**BLOCO DE TEXTO**.

"""

Acho que poucas coisas comprometem mais a felicidade que o pretenso direito à felicidade. Se me aparecem com um papel garantindo o meu direito à felicidade irrestrita, qualquer existência aquém de um paraíso na Terra vai me parecer uma tremenda usurpação. Os americanos foram mais modestos (e mais felizes) ao garantir apenas o direito à procura da felicidade, que aliás pode ser tão medonha quanto se queira.

A mania de garantir direitos a torto e a direito cairia por terra se se dessem ao trabalho de analisar o problema pelo outro lado, o dos deveres. Se eu tenho direito à felicidade, alguem tem o dever de concretizá-la e, fora o meu anjo da guarda, nunca ouvi falar de semelhante cargo. Pior que a impraticabilidade da idéia são as doses cavalares de ressentimento que ela inspira, o ressentimento que Nietzsche quis imputar justamente àqueles que se opunham a ela, os que inventaram a caridade não por dever (no sentido legal), mas por princípio.

Desejo um bom Natal a todos: não que vocês tenham direito a um bom Natal, mas porque desejo que assim seja.

quinta-feira, 18 de dezembro de 2008

Ainda o Cristaldo ou A compartimentalização da inteligência

O Janer Cristaldo chega a níveis de idiotia que eu mesmo julgava improváveis. Ele se refere ao Reinaldo Azevedo como 'recórter tucanopapista hidrófobo' desde a polêmica da tradução do texto papal sobre a condição do divorciado dentro da Igreja Católica. A birra dessa vez (procure os textos no blog, aqui) é com um texto que Azevedo escreveu, para a última Veja, 'tecendo loas ao stalinista' Graciliano Ramos.

Confundir vida e obra de um autor é suficientemente constrangedor até pra quem não se diz jornalista. Cristaldo não é burro a esse ponto, e quem já leu dois ou três de seus textos (os que não tratam de religião!) sabe disso. Mas, alas, quando ele deixa de tratar de política e passa a tratar de religião, é como se Pelé deixasse de jogar pra comentar futebol, ou como se Stephen Hawking deixasse a física de lado pra bater uma bola (não que Cristaldo seja tão bom cronista político assim; o que vale é o contraste). Até aí nada de muito estranho; poderíamos supor bloqueio mental ou algo do tipo. O problema é que, quando se trata de religião, o bloqueio mental é generalizado.

"""

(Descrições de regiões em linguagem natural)
"""

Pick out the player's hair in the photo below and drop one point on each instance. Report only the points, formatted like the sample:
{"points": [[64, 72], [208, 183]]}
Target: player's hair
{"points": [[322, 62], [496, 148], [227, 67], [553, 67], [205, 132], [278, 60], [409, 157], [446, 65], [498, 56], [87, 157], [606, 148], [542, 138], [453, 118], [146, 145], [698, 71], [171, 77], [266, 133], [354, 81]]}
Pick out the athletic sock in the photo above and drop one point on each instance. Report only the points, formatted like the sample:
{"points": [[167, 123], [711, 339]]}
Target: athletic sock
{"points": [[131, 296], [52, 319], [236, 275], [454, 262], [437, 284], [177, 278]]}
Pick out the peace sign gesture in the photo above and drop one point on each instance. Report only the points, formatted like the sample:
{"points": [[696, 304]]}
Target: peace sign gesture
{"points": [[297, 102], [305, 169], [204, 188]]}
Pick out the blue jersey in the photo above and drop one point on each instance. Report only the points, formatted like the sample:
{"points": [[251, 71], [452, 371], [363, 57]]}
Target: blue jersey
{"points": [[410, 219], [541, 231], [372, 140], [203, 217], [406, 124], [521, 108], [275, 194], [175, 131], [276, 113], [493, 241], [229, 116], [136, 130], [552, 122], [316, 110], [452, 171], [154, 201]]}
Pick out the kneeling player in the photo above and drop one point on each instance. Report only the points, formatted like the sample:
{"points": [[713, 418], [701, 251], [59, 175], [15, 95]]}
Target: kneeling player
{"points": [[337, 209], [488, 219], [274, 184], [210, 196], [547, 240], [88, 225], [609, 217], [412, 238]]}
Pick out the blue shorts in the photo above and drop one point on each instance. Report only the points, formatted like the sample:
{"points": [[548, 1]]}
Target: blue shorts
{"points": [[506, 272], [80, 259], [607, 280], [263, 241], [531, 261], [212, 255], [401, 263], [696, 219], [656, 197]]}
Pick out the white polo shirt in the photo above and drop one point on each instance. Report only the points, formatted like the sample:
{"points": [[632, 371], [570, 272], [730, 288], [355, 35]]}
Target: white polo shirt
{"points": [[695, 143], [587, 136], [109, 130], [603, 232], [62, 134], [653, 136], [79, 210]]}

"""

**EXERCÍCIOS**.
(a) Reescreva o trecho do texto sobre felicidade e religião que começa nas palavras "A mania de garantir" e termina depois de "que assim seja.", trocando "felicidade" por "alegria".
(b) Retome o texto sobre felicidade e religião a partir do ponto em que ele termina.

**RESPOSTAS DO EXERCÍCIO**.
(a)
A mania de garantir direitos a torto e a direito cairia por terra se se dessem ao trabalho de analisar o problema pelo outro lado, o dos deveres. Se eu tenho direito à alegria, alguem tem o dever de concretizá-la e, fora o meu anjo da guarda, nunca ouvi falar de semelhante cargo. Pior que a impraticabilidade da idéia são as doses cavalares de ressentimento que ela inspira, o ressentimento que Nietzsche quis imputar justamente àqueles que se opunham a ela, os que inventaram a caridade não por dever (no sentido legal), mas por princípio.

Desejo um bom Natal a todos: não que vocês tenham direito a um bom Natal, mas porque desejo que assim seja.

(b)
Mas e daí?, esses últimos posts são sobre Graciliano Ramos, não sobre religião. Ocorre que o Cristaldo não consegue mais deixar o Azevedo em paz depois que o Azevedo defendeu o papa. Reitero: não fosse o fatídico episódio papal, Cristaldo continuaria mantendo o silêncio de sempre em relação ao colunista de Veja.

A compartimentalização da inteligência (alguém já deve ter inventado um termo melhor pra isso) é a capacidade que alguns têm de alocar zero de inteligência pra algumas áreas do conhecimento. Especialização não é bem sinônimo porque o especialista não precisar ignorar o complementar de sua especialização. Também não se trata de inépcia congênita: ninguém ficaria irritado com um sujeito que nasceu com péssimo senso de orientação, péssima visão espacial ou dificuldade pra decorar regras de ortografia; lida-se com essas dificuldades desapaixonadamente, como quem fecha um buraco num muro ou uma cárie num dente.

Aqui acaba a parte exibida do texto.